:: Dati da usare
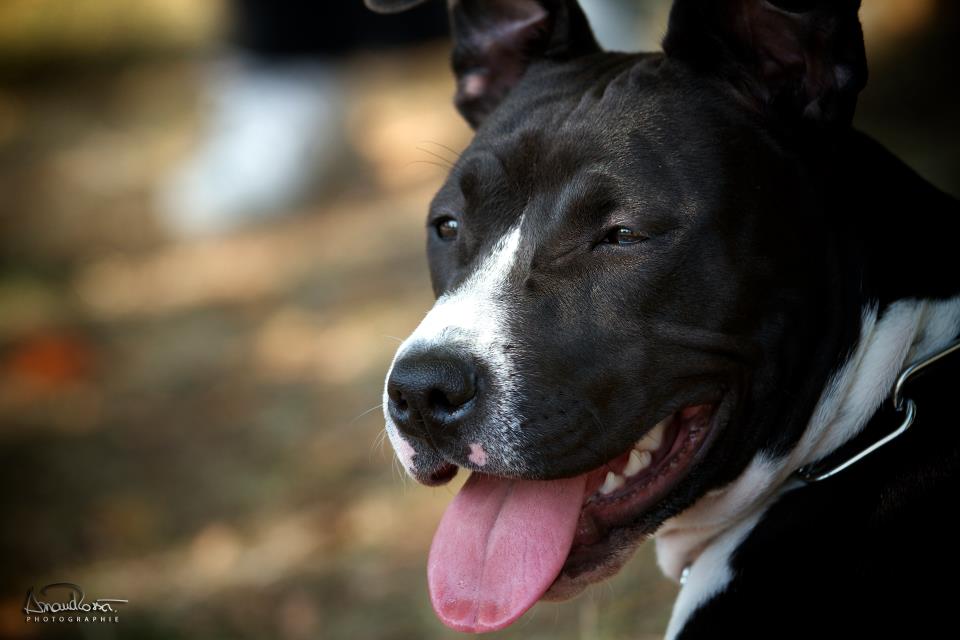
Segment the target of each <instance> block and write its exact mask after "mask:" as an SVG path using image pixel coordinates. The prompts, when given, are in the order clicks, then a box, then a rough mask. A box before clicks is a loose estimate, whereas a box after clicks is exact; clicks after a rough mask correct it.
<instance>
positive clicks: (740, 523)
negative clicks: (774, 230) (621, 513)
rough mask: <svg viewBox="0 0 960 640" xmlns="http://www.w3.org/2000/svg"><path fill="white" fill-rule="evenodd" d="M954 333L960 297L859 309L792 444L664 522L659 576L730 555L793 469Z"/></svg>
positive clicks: (839, 443) (948, 341) (855, 425)
mask: <svg viewBox="0 0 960 640" xmlns="http://www.w3.org/2000/svg"><path fill="white" fill-rule="evenodd" d="M958 331H960V297H958V298H953V299H950V300H946V301H926V300H900V301H898V302H895V303H894V304H892V305H890V306H888V307H887V308H886V309H885V310H884V311H883V313H882V314H881V313H879V312H878V309H877V307H876V306H875V305H871V306H868V307H867V308H865V309H864V310H863V320H862V327H861V333H860V340H859V342H858V344H857V346H856V349H855V350H854V351H853V352H852V353H851V355H850V357H849V358H848V359H847V361H846V363H845V364H844V365H843V366H842V367H841V368H840V369H839V370H838V371H837V372H836V373H835V374H834V376H833V377H832V379H831V380H830V382H829V383H828V384H827V385H826V387H825V389H824V391H823V393H822V395H821V398H820V400H819V402H818V404H817V406H816V408H815V410H814V412H813V414H812V418H811V420H810V422H809V424H808V426H807V428H806V430H805V431H804V434H803V436H802V437H801V439H800V441H799V442H798V443H797V445H796V447H794V448H793V449H792V450H791V451H790V452H789V453H788V454H786V455H785V456H782V457H778V458H771V457H769V455H768V454H765V453H760V454H758V455H757V456H756V457H755V458H754V459H753V461H752V462H751V463H750V464H749V465H748V467H747V469H746V470H745V471H744V472H743V473H742V474H741V475H740V476H739V477H738V478H737V479H736V480H735V481H733V482H732V483H730V484H729V485H727V486H725V487H722V488H720V489H718V490H715V491H712V492H710V493H708V494H707V495H705V496H704V497H703V498H701V499H700V500H699V501H698V502H697V503H695V504H694V505H693V506H692V507H691V508H689V509H687V510H686V511H684V512H683V513H681V514H680V515H678V516H676V517H674V518H672V519H670V520H668V521H667V522H665V523H664V525H663V526H662V527H661V528H660V530H659V531H658V532H657V534H656V540H657V559H658V562H659V564H660V568H661V569H662V570H663V572H664V573H665V574H666V575H667V576H669V577H670V578H673V579H674V580H678V581H679V580H680V577H681V573H682V572H683V570H684V568H685V567H689V566H692V565H694V563H695V562H697V560H698V558H700V557H701V556H702V555H705V554H707V552H708V551H709V550H711V547H717V549H713V551H717V550H718V549H720V548H726V547H730V548H729V549H727V551H728V552H729V551H732V549H733V548H735V547H736V544H738V543H739V541H741V540H742V539H743V538H744V537H745V536H746V535H747V534H748V533H749V531H750V529H752V527H753V524H755V523H756V520H757V519H758V518H759V516H760V515H762V513H763V512H764V511H765V510H766V508H767V507H768V506H769V505H770V504H771V503H772V502H773V501H774V500H775V499H776V498H777V497H778V496H779V495H780V494H781V493H783V492H784V491H787V490H790V489H792V488H795V487H797V486H799V485H800V482H799V481H798V480H796V479H795V478H794V477H793V476H794V473H795V471H796V470H797V469H799V468H800V467H802V466H804V465H807V464H809V463H811V462H814V461H817V460H820V459H822V458H824V457H826V456H828V455H829V454H830V453H831V452H833V451H835V450H836V449H837V448H839V447H840V446H842V445H843V444H844V443H846V442H848V441H849V440H850V439H852V438H853V437H855V436H856V435H857V434H858V433H860V431H861V430H862V429H863V428H864V426H865V425H866V424H867V423H868V422H869V421H870V419H871V417H872V416H874V414H875V413H876V412H877V410H878V408H879V407H880V405H881V404H882V403H883V401H884V400H885V399H886V398H888V397H889V396H890V392H891V390H892V388H893V385H894V383H895V381H896V379H897V377H898V375H899V374H900V372H901V371H902V370H903V369H905V368H906V367H907V366H909V365H910V364H912V363H914V362H917V361H919V360H922V359H924V358H926V357H928V356H930V355H931V354H933V353H935V352H937V351H938V350H940V349H943V348H944V346H945V345H947V344H948V343H950V342H951V341H952V340H953V339H955V338H956V337H957V335H958ZM731 545H732V546H731ZM707 555H711V556H712V555H715V554H714V553H712V552H711V553H709V554H707ZM725 555H726V554H724V556H725ZM694 569H695V567H694ZM709 582H712V583H717V582H718V581H717V580H712V581H709ZM719 582H720V583H722V582H723V581H722V580H719Z"/></svg>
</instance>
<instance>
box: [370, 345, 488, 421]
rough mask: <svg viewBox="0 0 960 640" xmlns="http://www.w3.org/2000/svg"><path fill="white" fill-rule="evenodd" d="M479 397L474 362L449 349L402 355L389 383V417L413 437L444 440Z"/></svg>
mask: <svg viewBox="0 0 960 640" xmlns="http://www.w3.org/2000/svg"><path fill="white" fill-rule="evenodd" d="M476 394H477V371H476V368H475V367H474V365H473V362H472V361H471V360H468V359H466V358H464V357H463V356H461V355H460V354H457V353H453V352H450V351H447V350H437V349H432V350H425V351H421V352H416V353H412V354H408V355H405V356H403V357H402V358H400V359H399V360H397V362H396V363H395V364H394V365H393V371H392V372H391V373H390V379H389V380H388V381H387V395H388V396H389V398H390V399H389V411H390V417H392V418H393V420H394V422H395V423H396V425H397V428H398V429H400V431H402V432H403V433H405V434H406V435H410V436H419V437H424V436H428V435H429V436H438V437H442V435H443V431H447V432H450V431H453V429H451V427H454V426H456V425H457V423H459V422H460V421H462V420H463V419H464V418H465V417H466V416H467V415H469V413H470V412H471V410H472V409H473V405H474V403H473V402H471V401H472V400H473V398H474V396H476ZM451 435H452V434H451Z"/></svg>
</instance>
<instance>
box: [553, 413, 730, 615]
mask: <svg viewBox="0 0 960 640" xmlns="http://www.w3.org/2000/svg"><path fill="white" fill-rule="evenodd" d="M719 409H720V405H719V404H715V405H699V406H696V407H688V408H687V409H684V410H682V411H679V412H677V413H676V414H674V415H673V416H671V418H669V419H668V421H665V422H666V425H665V428H664V429H663V435H662V438H663V443H662V445H661V447H659V449H658V450H657V451H655V452H654V453H653V459H652V460H651V462H650V463H648V464H649V466H648V467H647V468H646V469H644V471H643V472H639V473H636V474H634V475H633V477H632V478H631V477H628V478H625V482H624V484H623V485H622V486H621V487H618V488H615V489H612V490H611V487H612V486H613V485H615V484H617V483H619V479H616V478H615V479H614V481H613V482H612V483H611V482H609V481H608V480H607V478H608V473H609V472H610V471H611V470H614V471H615V472H616V470H624V465H625V464H629V460H630V455H631V453H630V452H627V453H626V454H623V455H621V456H619V457H618V458H615V459H614V460H611V461H609V462H607V463H605V464H604V465H602V466H601V467H599V468H598V469H596V470H595V471H593V472H591V474H590V479H589V480H588V481H587V492H586V495H587V496H588V497H587V498H586V500H585V502H584V505H583V508H582V510H581V513H580V520H579V522H578V530H577V534H576V538H575V539H574V543H573V546H572V548H571V549H570V552H569V554H568V556H567V560H566V562H565V564H564V566H563V569H562V570H561V572H560V575H559V576H558V577H557V579H556V580H555V581H554V582H553V584H552V585H551V586H550V588H549V589H548V590H547V592H546V593H544V595H543V596H542V598H541V599H542V600H547V601H554V602H555V601H561V600H568V599H570V598H573V597H574V596H577V595H578V594H580V593H581V592H582V591H583V590H584V589H586V588H587V587H588V586H590V585H591V584H594V583H597V582H601V581H603V580H606V579H608V578H610V577H612V576H614V575H616V573H617V572H618V571H620V569H621V568H622V567H623V566H624V565H625V564H626V563H627V561H629V560H630V558H631V557H632V556H633V553H634V552H635V551H636V549H637V547H639V546H640V544H642V543H643V542H644V541H645V540H646V539H648V538H649V537H650V536H651V535H652V534H653V533H654V532H655V531H656V529H657V528H658V527H659V526H660V525H661V524H662V523H663V521H664V520H666V519H667V518H668V517H670V516H672V515H676V513H675V511H679V510H680V507H679V506H675V507H674V508H673V509H672V510H668V509H665V508H663V502H664V499H665V498H667V497H668V496H669V495H670V494H671V493H672V492H673V490H674V489H675V488H676V486H677V484H678V483H680V482H682V481H683V479H684V478H686V477H687V476H688V475H689V471H690V470H691V469H692V468H693V467H695V466H696V465H697V464H698V463H699V462H700V461H701V460H702V459H703V457H704V456H705V455H706V453H707V451H708V449H709V448H710V445H711V444H712V442H713V441H714V440H715V438H716V435H717V432H719V431H720V427H719V424H718V423H720V422H721V415H720V414H721V411H720V410H719ZM658 427H659V425H658ZM643 443H644V441H643V440H641V441H639V442H638V443H637V445H635V448H636V447H641V446H642V445H643ZM624 460H626V462H624ZM601 483H602V484H601ZM672 511H674V512H672Z"/></svg>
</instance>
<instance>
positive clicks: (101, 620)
mask: <svg viewBox="0 0 960 640" xmlns="http://www.w3.org/2000/svg"><path fill="white" fill-rule="evenodd" d="M128 602H129V600H125V599H123V598H97V599H96V600H91V601H89V602H87V601H86V597H85V595H84V593H83V589H81V588H80V587H79V586H78V585H75V584H72V583H70V582H55V583H53V584H48V585H47V586H45V587H43V588H42V589H40V590H39V591H37V592H34V590H33V587H30V590H29V591H27V597H26V599H25V600H24V601H23V613H24V614H25V615H26V617H27V619H26V621H27V622H71V623H77V622H82V623H87V622H119V621H120V616H119V615H118V612H117V609H116V605H118V604H127V603H128Z"/></svg>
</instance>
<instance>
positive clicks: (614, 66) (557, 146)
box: [368, 0, 960, 638]
mask: <svg viewBox="0 0 960 640" xmlns="http://www.w3.org/2000/svg"><path fill="white" fill-rule="evenodd" d="M368 2H369V4H371V5H375V6H377V7H378V8H381V9H390V8H391V7H392V6H393V5H397V6H395V7H393V8H400V5H411V4H415V3H414V2H410V1H408V0H399V1H397V2H389V1H388V0H377V1H375V0H368ZM858 9H859V1H858V0H829V1H828V0H699V1H698V0H676V2H675V4H674V7H673V9H672V12H671V16H670V23H669V29H668V32H667V35H666V37H665V39H664V51H663V52H658V53H649V54H631V55H627V54H622V53H608V52H603V51H601V50H600V48H599V47H598V45H597V44H596V41H595V40H594V38H593V36H592V34H591V32H590V28H589V26H588V24H587V21H586V19H585V17H584V14H583V13H582V12H581V10H580V8H579V7H578V6H577V5H576V3H575V2H573V1H572V0H571V1H563V0H554V1H549V0H516V1H514V0H511V1H509V2H508V1H506V0H453V1H451V2H450V12H451V25H452V29H453V36H454V51H453V70H454V73H455V75H456V79H457V95H456V98H455V102H456V105H457V108H458V109H459V110H460V112H461V114H462V115H463V116H464V118H466V120H467V121H468V122H469V123H470V124H471V125H472V126H473V127H474V128H475V130H476V135H475V137H474V139H473V141H472V143H471V144H470V146H469V147H468V148H467V149H466V150H465V151H464V153H463V154H462V156H461V158H460V159H459V161H458V162H457V164H456V166H455V167H454V169H453V170H452V171H451V173H450V175H449V177H448V179H447V180H446V183H445V184H444V186H443V187H442V188H441V190H440V191H439V193H438V194H437V196H436V197H435V199H434V201H433V203H432V204H431V206H430V213H429V217H428V219H427V227H426V232H427V238H428V239H427V253H428V256H429V261H430V268H431V274H432V279H433V286H434V290H435V293H436V295H437V300H436V304H435V305H434V307H433V309H431V310H430V311H429V313H427V315H426V317H425V318H424V320H423V322H422V323H421V324H420V326H419V327H417V329H416V330H415V331H414V332H413V333H412V335H410V337H409V338H408V339H407V340H406V341H404V342H403V344H402V345H401V346H400V348H399V350H398V351H397V354H396V357H395V359H394V361H393V364H392V366H391V368H390V371H389V373H388V375H387V380H386V387H385V390H384V407H385V414H386V422H387V432H388V434H389V436H390V440H391V442H392V443H393V445H394V448H395V449H396V452H397V455H398V457H399V458H400V460H401V461H402V463H403V465H404V467H405V468H406V469H407V471H408V472H409V473H410V474H411V475H412V476H413V477H414V478H416V479H417V480H418V481H420V482H422V483H424V484H430V485H435V484H442V483H445V482H447V481H449V480H450V478H452V477H453V475H454V474H455V473H457V471H458V470H459V469H461V468H462V469H463V470H465V471H468V472H470V473H471V474H472V475H471V476H470V478H469V479H468V480H467V482H466V484H465V485H464V487H463V489H462V490H461V491H460V492H459V494H458V495H457V496H456V498H455V499H454V500H453V503H452V504H451V505H450V507H449V508H448V510H447V512H446V513H445V515H444V516H443V519H442V521H441V522H440V524H439V528H438V529H437V533H436V536H435V538H434V541H433V546H432V548H431V551H430V557H429V560H428V578H429V589H430V595H431V599H432V602H433V605H434V609H435V610H436V612H437V614H438V616H439V617H440V619H441V620H442V621H443V622H444V623H445V624H447V625H449V626H451V627H453V628H455V629H459V630H464V631H488V630H495V629H500V628H502V627H504V626H506V625H509V624H510V623H512V622H513V621H514V620H516V619H517V618H518V617H520V616H521V615H522V614H523V613H524V612H525V611H526V610H527V609H528V608H529V607H531V606H532V605H533V604H534V603H536V602H537V601H538V600H541V599H563V598H567V597H571V596H573V595H575V594H577V593H579V592H580V591H581V590H582V589H583V588H584V587H585V586H587V585H588V584H590V583H593V582H596V581H598V580H602V579H604V578H606V577H608V576H610V575H612V574H614V573H615V572H616V571H617V570H618V569H619V568H620V567H621V566H622V565H623V564H624V563H625V562H626V561H627V560H628V559H629V557H630V556H631V554H632V553H633V552H634V550H635V548H636V547H637V545H638V544H640V543H641V542H642V541H643V540H645V539H646V538H648V537H651V536H653V537H655V538H656V540H657V554H658V558H659V562H660V565H661V567H662V569H663V571H664V572H665V573H666V574H667V575H668V576H670V577H671V578H674V579H676V580H680V579H681V577H683V586H682V588H681V590H680V595H679V597H678V600H677V602H676V605H675V607H674V612H673V617H672V619H671V621H670V624H669V627H668V629H667V636H668V637H669V638H701V637H703V638H706V637H710V638H715V637H754V636H755V637H761V636H762V637H767V638H769V637H774V638H782V637H789V636H800V635H803V636H805V637H850V636H853V635H856V636H857V637H889V636H890V635H891V634H893V633H901V632H902V633H906V634H907V637H916V636H917V635H919V634H921V630H922V629H928V630H929V629H935V628H937V627H936V626H935V625H942V624H944V623H946V622H947V621H949V620H951V619H952V611H951V608H950V606H949V604H950V601H951V600H952V597H951V592H950V589H949V588H945V587H940V586H938V578H939V577H942V576H946V577H952V576H955V575H956V573H957V569H958V568H960V567H958V560H957V551H956V549H955V546H956V537H957V536H956V533H955V528H954V525H952V524H951V522H952V520H951V515H952V514H951V511H952V510H953V506H954V505H955V504H956V500H957V495H958V493H957V491H958V482H957V466H958V460H960V446H958V440H960V424H958V420H957V418H956V412H955V411H954V410H953V405H954V403H953V402H952V400H953V398H952V397H951V396H952V394H953V393H955V392H956V386H957V383H958V377H957V373H958V371H960V364H958V361H960V352H957V353H952V352H950V350H949V349H950V347H951V345H952V344H953V343H954V341H955V340H956V339H957V337H958V334H960V271H958V269H957V258H956V255H957V254H956V249H955V248H954V245H955V243H956V239H957V236H956V227H957V226H960V225H958V222H960V208H958V205H957V203H956V202H955V201H954V200H952V199H950V198H949V197H948V196H946V195H944V194H943V193H941V192H939V191H938V190H937V189H935V188H934V187H932V186H931V185H929V184H928V183H926V182H925V181H924V180H922V179H921V178H920V177H918V176H917V175H916V174H915V173H913V172H912V171H911V170H910V169H908V168H907V167H906V166H904V165H903V164H901V163H900V162H899V161H898V160H897V159H896V158H895V157H893V156H892V155H891V154H890V153H889V152H887V151H886V150H884V149H883V148H882V147H880V146H879V145H878V144H877V143H875V142H873V141H872V140H870V139H869V138H868V137H866V136H865V135H863V134H861V133H859V132H857V131H855V130H854V129H853V127H852V126H851V120H852V117H853V113H854V110H855V106H856V102H857V95H858V93H859V92H860V90H861V89H862V88H863V86H864V84H865V82H866V77H867V67H866V60H865V56H864V48H863V37H862V34H861V29H860V24H859V21H858V16H857V12H858ZM939 355H942V357H940V358H939V361H938V362H937V364H934V365H931V366H929V367H926V368H924V370H923V373H922V375H917V376H916V377H912V378H911V379H910V380H909V381H908V382H906V383H905V384H904V385H903V386H902V387H900V386H899V385H898V382H899V381H900V379H901V378H902V377H904V376H902V375H901V374H903V373H904V372H906V371H907V370H908V368H909V367H911V365H921V364H923V363H924V362H926V361H927V360H929V359H931V358H933V357H935V356H939ZM904 378H905V377H904ZM895 387H898V388H899V391H897V393H894V389H895ZM894 400H896V402H894ZM894 405H896V406H894ZM910 418H914V419H913V421H912V425H911V426H909V429H908V430H906V431H904V432H903V434H902V435H899V436H897V437H896V438H894V439H891V440H890V441H889V442H887V443H886V444H884V445H883V446H882V447H879V448H877V449H876V450H875V451H873V452H871V453H870V454H869V455H867V456H863V457H859V456H858V454H859V453H860V452H861V451H864V450H867V449H870V448H872V447H873V446H874V445H875V444H876V443H879V442H881V441H882V440H883V439H884V438H885V437H886V436H887V434H889V433H891V432H892V431H894V430H896V429H897V428H898V427H899V426H900V425H903V424H906V423H908V422H910ZM851 460H855V462H854V463H853V464H849V465H847V464H845V463H846V462H848V461H851ZM839 467H843V468H842V470H840V471H839V472H836V473H833V471H834V470H836V469H838V468H839ZM636 597H637V598H642V597H643V594H642V593H640V594H637V595H636Z"/></svg>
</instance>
::::
*Compito da svolgere*.
Riscrivi come lista JSON di stringhe, una per riga e senza righe vuote, la parte dell'elenco che parte dall'inizio e termina con la riga contenente "positive clicks: (839, 443)", estremi inclusi. Lascia fuori dalla risposta l'immagine.

*Risposta scritta*.
[
  "Segment the target of each <instance> block and write its exact mask after \"mask:\" as an SVG path using image pixel coordinates. The prompts, when given, are in the order clicks, then a box, then a rough mask. A box before clicks is a loose estimate, whereas a box after clicks is exact; clicks after a rough mask correct it.",
  "<instance>",
  "positive clicks: (740, 523)",
  "negative clicks: (774, 230) (621, 513)",
  "rough mask: <svg viewBox=\"0 0 960 640\" xmlns=\"http://www.w3.org/2000/svg\"><path fill=\"white\" fill-rule=\"evenodd\" d=\"M954 333L960 297L859 309L792 444L664 522L659 576L730 555L793 469Z\"/></svg>",
  "positive clicks: (839, 443) (948, 341) (855, 425)"
]